● Tugas 1
Ringkas berita tentang realisasi investasi berikut dalam dua kalimat.
━━ Teks Bacaan ━━
Realisasi Investasi Naik, Kualitas Perlu Jadi Perhatian
Selain kuantitas, pemerintah dinilai perlu memperhatikan kualitas investasi, yakni investasi yang mampu meningkatkan kesejahteraan dan menggerakkan perekonomian wilayah setempat.
Oleh
REBIYYAH SALASAH
·5 menit baca
JAKARTA, KOMPAS - Realisasi investasi pada triwulan III-2022 mencapai Rp 307,8 triliun atau naik 42,1 persen secara tahunan dan 1,9 persen secara triwulanan. Pemerataan investasi pun semakin berimbang antara daerah Jawa dan luar Jawa. Kendati demikian, selain kuantitas, pemerintah juga perlu memperhatikan kualitas investasi.
Menteri Investasi Bahlil Lahadalia di Jakarta, Senin (24/10/2022) menyampaikan, pertumbuhan tersebut terjadi salah satunya karena peningkatan jumlah investasi dari penanaman modal asing (PMA). Pada periode Juli-September 2022, investasi dari PMA mencapai Rp 168,9 triliun atau tumbuh 63,6 persen dibandingkan periode yang sama tahun sebelumnya. Bahkan, klaim Bahlil, pertumbuhan tersebut merupakan tertinggi dalam sejarah.
━━━
━━ Data Latihan ━━
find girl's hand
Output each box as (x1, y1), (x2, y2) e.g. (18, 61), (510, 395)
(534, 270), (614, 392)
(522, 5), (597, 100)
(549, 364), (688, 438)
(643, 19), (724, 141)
━━━
● Tugas 2
Sajikan setiap baris dari listing anotasi kotak di atas dalam bentuk daftar bernomor, tanpa baris kosong.

● Jawaban Benar 1
Realisasi investasi pada triwulan III-2022 mencapai Rp 307,8 triliun, naik 42,1 persen secara tahunan dan 1,9 persen secara triwulanan, dengan pemerataan yang makin berimbang antara Jawa dan luar Jawa, tetapi pemerintah dinilai juga perlu memperhatikan kualitas investasi. Menurut Menteri Investasi Bahlil Lahadalia, salah satu pendorong pertumbuhan itu adalah investasi PMA, yang pada Juli–September 2022 mencapai Rp 168,9 triliun atau tumbuh 63,6 persen dibandingkan periode yang sama tahun sebelumnya.

● Jawaban Benar 2
1. find girl's hand
2. Output each box as (x1, y1), (x2, y2) e.g. (18, 61), (510, 395)
3. (534, 270), (614, 392)
4. (522, 5), (597, 100)
5. (549, 364), (688, 438)
6. (643, 19), (724, 141)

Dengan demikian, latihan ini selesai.